» Exercise
Rewrite only the part that opens with the line containing "</instance>" and closes with the line containing "negative clicks: (118, 175)", changing "positive clicks" to "foreground clicks" and keeping everything else the same.

» Source material
+++

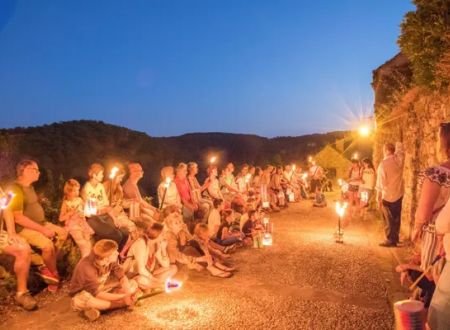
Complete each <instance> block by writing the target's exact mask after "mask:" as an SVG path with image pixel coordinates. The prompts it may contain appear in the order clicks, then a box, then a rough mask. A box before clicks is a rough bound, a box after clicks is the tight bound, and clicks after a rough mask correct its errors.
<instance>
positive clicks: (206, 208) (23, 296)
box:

+++

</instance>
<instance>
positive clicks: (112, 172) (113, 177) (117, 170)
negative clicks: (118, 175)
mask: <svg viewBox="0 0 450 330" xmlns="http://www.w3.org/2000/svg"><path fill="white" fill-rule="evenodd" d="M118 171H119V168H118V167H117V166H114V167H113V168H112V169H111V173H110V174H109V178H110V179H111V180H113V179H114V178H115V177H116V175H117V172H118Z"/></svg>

+++

» Answer box
</instance>
<instance>
foreground clicks: (112, 172) (113, 177) (117, 170)
negative clicks: (118, 175)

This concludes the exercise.